→ **TASK STATEMENT**: Put every line of the records into a Markdown table with two columns, Row and Line, numbering the rows and skipping any blank lines.

Data listing:

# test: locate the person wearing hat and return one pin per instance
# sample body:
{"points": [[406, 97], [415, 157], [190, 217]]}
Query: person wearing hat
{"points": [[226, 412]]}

→ **WORKED SOLUTION**:
| Row | Line |
|---|---|
| 1 | # test: locate the person wearing hat and return one pin per instance |
| 2 | # sample body: |
| 3 | {"points": [[406, 97], [415, 157], [190, 217]]} |
| 4 | Query: person wearing hat |
| 5 | {"points": [[226, 412]]} |